■ **Do this**
Can you rewrite every one of the items below as a numbered list, with blank lines dropped and the pictures left out of your answer?

(Labeled-object pointing entries)
--- BEGIN ---

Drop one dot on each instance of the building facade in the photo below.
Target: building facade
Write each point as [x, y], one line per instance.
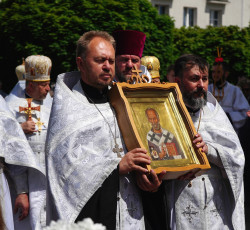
[205, 12]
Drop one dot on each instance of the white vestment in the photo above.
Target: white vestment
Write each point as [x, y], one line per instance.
[17, 156]
[80, 157]
[37, 139]
[234, 103]
[214, 200]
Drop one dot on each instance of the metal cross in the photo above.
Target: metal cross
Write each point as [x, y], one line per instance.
[189, 213]
[153, 137]
[132, 209]
[28, 110]
[117, 150]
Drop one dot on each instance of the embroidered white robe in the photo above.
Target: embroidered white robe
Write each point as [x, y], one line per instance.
[18, 156]
[36, 140]
[215, 200]
[80, 157]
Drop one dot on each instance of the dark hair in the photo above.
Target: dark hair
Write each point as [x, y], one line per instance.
[187, 62]
[85, 39]
[224, 65]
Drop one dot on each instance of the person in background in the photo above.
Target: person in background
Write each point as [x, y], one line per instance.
[152, 64]
[214, 200]
[170, 74]
[129, 50]
[229, 96]
[30, 103]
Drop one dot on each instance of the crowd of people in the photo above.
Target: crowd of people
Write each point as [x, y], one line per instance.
[63, 155]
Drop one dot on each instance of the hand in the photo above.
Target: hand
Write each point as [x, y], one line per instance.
[150, 182]
[22, 205]
[134, 161]
[198, 141]
[187, 176]
[29, 126]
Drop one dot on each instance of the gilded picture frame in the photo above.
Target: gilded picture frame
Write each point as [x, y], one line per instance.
[141, 110]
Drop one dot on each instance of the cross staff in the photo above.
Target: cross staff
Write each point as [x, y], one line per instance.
[28, 110]
[117, 150]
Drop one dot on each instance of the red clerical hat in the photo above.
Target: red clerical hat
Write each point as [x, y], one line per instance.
[129, 42]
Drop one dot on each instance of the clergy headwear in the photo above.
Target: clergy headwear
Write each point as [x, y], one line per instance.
[153, 65]
[129, 42]
[37, 68]
[20, 71]
[219, 58]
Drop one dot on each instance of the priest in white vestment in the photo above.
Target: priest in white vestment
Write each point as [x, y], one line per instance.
[214, 200]
[31, 103]
[16, 156]
[90, 173]
[229, 96]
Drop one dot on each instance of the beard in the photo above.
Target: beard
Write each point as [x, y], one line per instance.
[192, 102]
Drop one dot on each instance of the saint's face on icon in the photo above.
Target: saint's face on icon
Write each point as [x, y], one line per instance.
[154, 119]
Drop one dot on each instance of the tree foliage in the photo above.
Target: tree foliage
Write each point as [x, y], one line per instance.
[235, 44]
[52, 28]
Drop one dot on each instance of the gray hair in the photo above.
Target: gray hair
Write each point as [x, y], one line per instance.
[86, 38]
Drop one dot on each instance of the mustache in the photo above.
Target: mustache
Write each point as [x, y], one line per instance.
[199, 91]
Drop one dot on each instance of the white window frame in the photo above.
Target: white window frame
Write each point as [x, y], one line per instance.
[216, 22]
[189, 16]
[164, 7]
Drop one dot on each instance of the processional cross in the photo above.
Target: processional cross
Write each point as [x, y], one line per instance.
[117, 150]
[28, 110]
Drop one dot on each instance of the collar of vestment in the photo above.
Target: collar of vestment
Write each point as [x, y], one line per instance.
[93, 94]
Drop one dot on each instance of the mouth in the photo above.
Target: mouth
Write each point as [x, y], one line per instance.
[105, 76]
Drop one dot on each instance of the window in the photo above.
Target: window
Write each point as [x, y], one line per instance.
[215, 18]
[162, 9]
[189, 17]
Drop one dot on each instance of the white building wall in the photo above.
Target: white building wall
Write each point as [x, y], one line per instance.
[233, 12]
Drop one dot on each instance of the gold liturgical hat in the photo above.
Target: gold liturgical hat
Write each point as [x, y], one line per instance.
[37, 68]
[152, 64]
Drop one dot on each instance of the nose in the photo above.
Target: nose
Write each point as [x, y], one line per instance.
[106, 65]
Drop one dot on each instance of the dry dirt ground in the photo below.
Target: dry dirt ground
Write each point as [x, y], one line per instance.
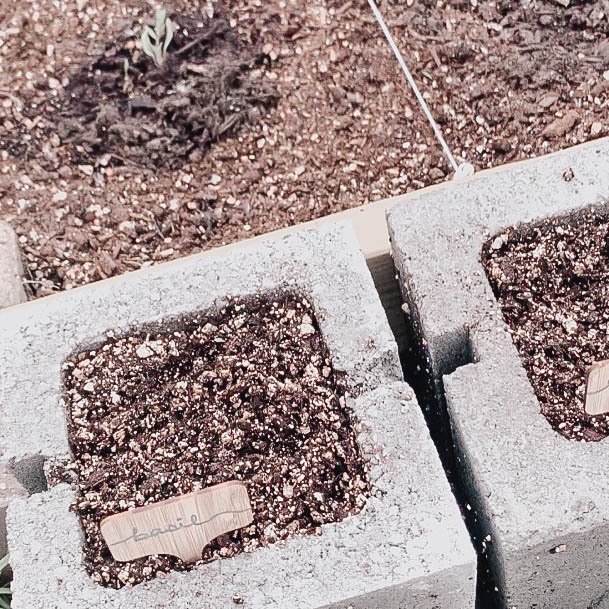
[506, 79]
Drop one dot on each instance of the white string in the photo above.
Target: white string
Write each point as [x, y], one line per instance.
[463, 170]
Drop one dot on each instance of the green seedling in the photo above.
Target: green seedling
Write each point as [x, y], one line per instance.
[156, 41]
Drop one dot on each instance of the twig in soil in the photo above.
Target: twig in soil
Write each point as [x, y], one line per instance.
[129, 162]
[215, 29]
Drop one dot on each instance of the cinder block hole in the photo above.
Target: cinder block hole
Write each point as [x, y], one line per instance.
[454, 349]
[30, 474]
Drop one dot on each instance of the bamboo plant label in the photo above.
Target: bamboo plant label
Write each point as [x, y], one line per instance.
[597, 388]
[181, 526]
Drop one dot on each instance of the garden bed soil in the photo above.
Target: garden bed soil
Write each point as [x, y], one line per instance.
[246, 394]
[552, 283]
[332, 123]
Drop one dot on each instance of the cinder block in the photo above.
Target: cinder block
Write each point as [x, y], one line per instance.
[408, 547]
[11, 293]
[11, 268]
[534, 491]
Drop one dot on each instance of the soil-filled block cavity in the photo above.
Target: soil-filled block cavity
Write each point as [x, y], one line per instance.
[542, 500]
[355, 511]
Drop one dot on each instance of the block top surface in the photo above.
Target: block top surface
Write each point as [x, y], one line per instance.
[531, 475]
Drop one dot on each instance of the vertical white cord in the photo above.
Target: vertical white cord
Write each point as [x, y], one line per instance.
[463, 170]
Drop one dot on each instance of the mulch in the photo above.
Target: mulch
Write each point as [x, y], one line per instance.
[332, 123]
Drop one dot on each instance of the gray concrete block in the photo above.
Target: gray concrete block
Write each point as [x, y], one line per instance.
[11, 268]
[534, 490]
[408, 547]
[11, 293]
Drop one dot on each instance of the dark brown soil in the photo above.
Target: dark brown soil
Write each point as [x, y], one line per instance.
[248, 394]
[552, 283]
[507, 80]
[136, 113]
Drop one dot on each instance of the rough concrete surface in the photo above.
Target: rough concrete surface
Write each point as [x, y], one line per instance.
[11, 293]
[543, 500]
[11, 268]
[408, 547]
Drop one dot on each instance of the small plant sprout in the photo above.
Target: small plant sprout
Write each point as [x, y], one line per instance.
[5, 591]
[155, 41]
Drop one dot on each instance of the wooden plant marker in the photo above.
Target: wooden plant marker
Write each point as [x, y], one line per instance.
[181, 526]
[597, 388]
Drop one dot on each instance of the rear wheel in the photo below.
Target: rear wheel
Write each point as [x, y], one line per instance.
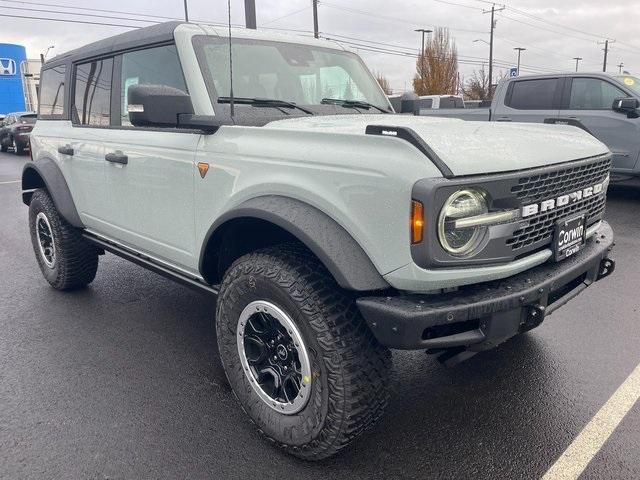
[66, 259]
[299, 357]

--- END ---

■ **Expected answer**
1. Drop one dot on each instance of the building facade in the photo below.
2. Target: building facade
3. Write each point as [x, y], one line per instance.
4. [205, 12]
5. Drop one dot on each instance of the white vestment in the photo above.
6. Target: white vestment
7. Write each point as [x, y], one line per instance.
8. [17, 156]
9. [80, 157]
10. [37, 139]
11. [234, 103]
12. [214, 200]
13. Drop one dot on each instance of the metal cross in the photo above.
14. Target: metal cross
15. Write each point as [x, y], one line per instance.
16. [189, 213]
17. [153, 137]
18. [132, 209]
19. [28, 110]
20. [117, 150]
21. Drop one dot on each instance of the embroidered white robe in the photo above.
22. Target: embroidered white robe
23. Write each point as [x, y], one line per instance.
24. [18, 156]
25. [36, 140]
26. [215, 200]
27. [80, 157]
28. Drop one dot on each instance of the dark hair in the photo above.
29. Target: dark hair
30. Write each point as [x, y], one line per instance.
31. [187, 62]
32. [85, 39]
33. [224, 65]
34. Drop one dot on each instance of the person in background in the photo above.
35. Target: person in background
36. Write each point as [x, y], one line per instance.
37. [152, 64]
38. [214, 200]
39. [170, 74]
40. [129, 50]
41. [229, 96]
42. [30, 103]
43. Drop one dot on each instance of the crowd of people in the photo above.
44. Target: crowd of people
45. Write each point as [x, y], one line per instance.
46. [63, 155]
47. Drop one dot on each instance of the hand in the photo above.
48. Target: hand
49. Write each point as [x, y], one line per instance.
50. [150, 182]
51. [22, 205]
52. [134, 161]
53. [198, 141]
54. [187, 176]
55. [29, 126]
56. Drop one dot on each instance of the gilded picture frame in the photo above.
57. Target: gilded picture frame
58. Write each point as [x, y], one line per instance.
59. [141, 110]
60. Drop one dot on each instance of the cross staff in the photo above.
61. Target: cross staff
62. Write each point as [x, y], one line per instance.
63. [28, 110]
64. [117, 150]
65. Drop one dot on each instance of the red clerical hat in the photo above.
66. Target: red clerical hat
67. Write each point as [x, y], one line per instance.
68. [129, 42]
69. Drop one dot on each instance of the clergy headwear in the photo above.
70. Target: clergy headwear
71. Write each point as [x, y], one line per instance.
72. [153, 65]
73. [129, 42]
74. [37, 68]
75. [20, 71]
76. [219, 58]
77. Drop one dot on each instance of the priest in white vestment in the photo above.
78. Target: priest in white vestment
79. Write each point as [x, y], one line per instance.
80. [214, 200]
81. [31, 103]
82. [16, 156]
83. [90, 173]
84. [229, 96]
85. Drop one dot on each instance of the beard in the photo above.
86. Target: beard
87. Write each point as [x, y], one line per instance.
88. [192, 102]
89. Drop one dot on each instance of the saint's face on icon in the photo above.
90. Target: saint's face on icon
91. Write each point as [x, y], one line per instance.
92. [154, 119]
93. Drop one dot on each instance of the tree foliage in the photo above.
94. Target: tree foliage
95. Write each point as [x, y], one line per instance.
96. [235, 44]
97. [52, 28]
98. Drop one dot on each instance of the gray hair in the photo above.
99. Target: gray hair
100. Write each point as [x, y], one line per instance.
101. [86, 38]
102. Drop one dot on each instance of the mustache in the photo above.
103. Target: mustache
104. Write each point as [x, y], one line per instance.
105. [199, 91]
106. Drop one dot on each instance of the white window frame in the photo above.
107. Target: white window frame
108. Write each point as [x, y], one line per instance.
109. [216, 22]
110. [189, 16]
111. [164, 7]
112. Drop one dot on each instance of the processional cross in the photo above.
113. Target: processional cross
114. Write each point as [x, y], one line per instance.
115. [117, 150]
116. [28, 110]
117. Drop one dot on each instance of the collar of vestment in the photo above.
118. Target: collar of vestment
119. Write each point as [x, y], one line per instance.
120. [93, 94]
121. Drop one dot on each instance of the mouth in the photo above.
122. Target: mouth
123. Write each point as [x, y], one line per instance.
124. [105, 76]
125. Drop one dot on each instance of the window in the photo above.
126. Target: window
127. Write each point as [x, y], one line per instance.
128. [215, 18]
129. [162, 9]
130. [189, 17]
131. Drop one dot on each instance of the white building wall in the photo above.
132. Target: white building wall
133. Write each point as [x, y], one line per instance.
134. [233, 12]
135. Drop one dot on each instance of the gold liturgical hat in the photo above.
136. Target: gold liturgical hat
137. Write each point as [x, y], one line per instance.
138. [37, 68]
139. [152, 64]
140. Drop one dot on each instance of the nose in the photo above.
141. Target: nose
142. Write each point as [x, y], one line per instance.
143. [106, 65]
144. Drop one dot on each instance of the dry dirt ground in the photo below.
145. Target: dry dirt ground
146. Write each point as [x, y], one line per instance.
147. [506, 79]
148. Drop one dot on each instance of the white string in the photo above.
149. Target: white string
150. Write each point as [x, y], one line per instance.
151. [463, 170]
152. Drop one dot on each instance of the green seedling in the photo above.
153. Target: green seedling
154. Write each point as [x, y], one line per instance.
155. [156, 41]
156. Drop one dot on each instance of the twig in soil in the photo above.
157. Target: twig in soil
158. Write each point as [x, y], one line per instance.
159. [129, 162]
160. [215, 29]
161. Drop one dot on each instance of the cinder block hole in the photo above.
162. Target: cinder block hole
163. Write each point as [x, y], one line per instance.
164. [454, 349]
165. [30, 474]
166. Drop one dot on each instance of the bamboo plant label in the photo above.
167. Target: bamboo plant label
168. Write each point as [x, y], one line per instance.
169. [597, 388]
170. [181, 526]
171. Drop one dot on each instance of the garden bed soil in the photo above.
172. Target: garden bed soil
173. Write each point as [x, y], one line per instance.
174. [246, 394]
175. [552, 283]
176. [332, 123]
177. Drop one dot on each instance of the cinder block in the photo above.
178. Target: cinder block
179. Write each point as [x, y], one line per instance.
180. [408, 547]
181. [11, 293]
182. [11, 268]
183. [534, 491]
184. Drop one dot on each instance of the soil-filled block cavity in the photo above.
185. Target: soil-filled block cavity
186. Write each point as [x, y], one line per instance.
187. [542, 500]
188. [355, 511]
189. Drop one dot on each instance of the block top surface in the photo above.
190. Target: block top surface
191. Write each point as [x, y], one line per instance.
192. [531, 475]
193. Drop one dot on each instance of the vertical white cord in the photo above.
194. Target: vertical white cord
195. Write each point as [x, y], one line per instance.
196. [463, 170]
197. Drop one dot on each instance of the mulch in the photo above.
198. Target: mulch
199. Write each point as [x, y], one line per instance.
200. [332, 123]
201. Drop one dot on each instance of the gray concrete block in the photo above.
202. Target: gray concrete block
203. Write each point as [x, y], one line per instance.
204. [11, 268]
205. [534, 490]
206. [408, 547]
207. [11, 293]
208. Drop one dot on each instance of the dark brown soil in the photo above.
209. Target: dark brown soil
210. Write each point as [x, y], one line per instance.
211. [248, 394]
212. [552, 283]
213. [507, 80]
214. [136, 113]
215. Drop one dot on each instance of the rough concrete surface in the photo above.
216. Target: rough concrete surface
217. Write each point as [x, y], one line per instance.
218. [11, 293]
219. [543, 500]
220. [11, 268]
221. [408, 547]
222. Drop one dot on each instance of the small plant sprout in the photo above.
223. Target: small plant sprout
224. Write each point as [x, y], one line per instance.
225. [5, 591]
226. [155, 41]
227. Drop one dot on each instance of the wooden plant marker in the photo above.
228. Target: wooden plant marker
229. Write each point as [x, y], one line per instance.
230. [181, 526]
231. [597, 388]
232. Drop one dot on each instance of the rear wheel in the photo below.
233. Target: rear wheel
234. Write each point as [x, y], one line per instance.
235. [66, 259]
236. [299, 357]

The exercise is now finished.